Its very name may conjure limpid images of mimosas, cotillions and iced lemon teas, but the 155-room Dewberry – named, in fact, after its Atlanta-based real estate magnate owner – channels its Deep South DNA without ever straying into kitsch.

For that, kudos to the Brooklyn- and Charleston-based Workstead for working up with such disciplined brio the interiors of the Mendel Rivers Federal Building in Charleston’s downtown quarter.

Channeling what the designers describe as Southern Modernism, the spaces are dressed with American and European mid-century flourishes. From the armoires in the bedroom, side chars in mohair to caned panelled ceilings, and sofas swathed in washed linen and midnight blue, to scooped plaster ceiling lights and floors salvaged from a tobacco farm in Georgia, the improbable mix is pulled together with considerable brio.

In the main house-restaurant Henrietta’s, Wes Morton sends out a menu that’s as charmingly eclectic as the hotel’s décor, such as steak frites, vast platters of shellfish and Maine mussels, skate wings and lamb curries.

▶ **EXERCISE DIRECTIONS**: Set down, word for word, the stretch of the Dewberry hotel review from "For that, kudos" through "and lamb curries.".

▶ **INFORMATION SUPPLIED**:

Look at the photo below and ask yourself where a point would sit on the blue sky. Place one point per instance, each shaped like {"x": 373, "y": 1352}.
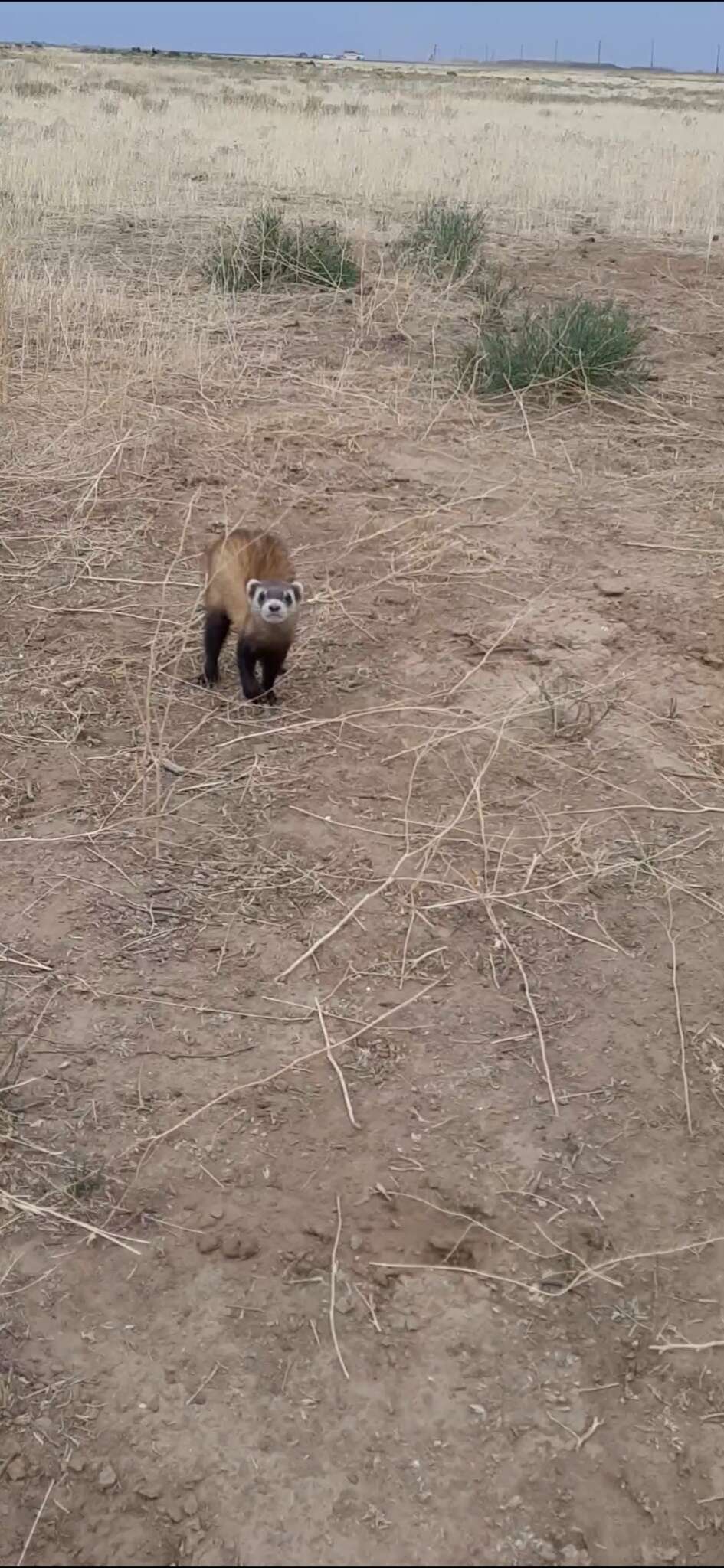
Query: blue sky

▶ **TASK ANSWER**:
For that, kudos to the Brooklyn- and Charleston-based Workstead for working up with such disciplined brio the interiors of the Mendel Rivers Federal Building in Charleston’s downtown quarter.

Channeling what the designers describe as Southern Modernism, the spaces are dressed with American and European mid-century flourishes. From the armoires in the bedroom, side chars in mohair to caned panelled ceilings, and sofas swathed in washed linen and midnight blue, to scooped plaster ceiling lights and floors salvaged from a tobacco farm in Georgia, the improbable mix is pulled together with considerable brio.

In the main house-restaurant Henrietta’s, Wes Morton sends out a menu that’s as charmingly eclectic as the hotel’s décor, such as steak frites, vast platters of shellfish and Maine mussels, skate wings and lamb curries.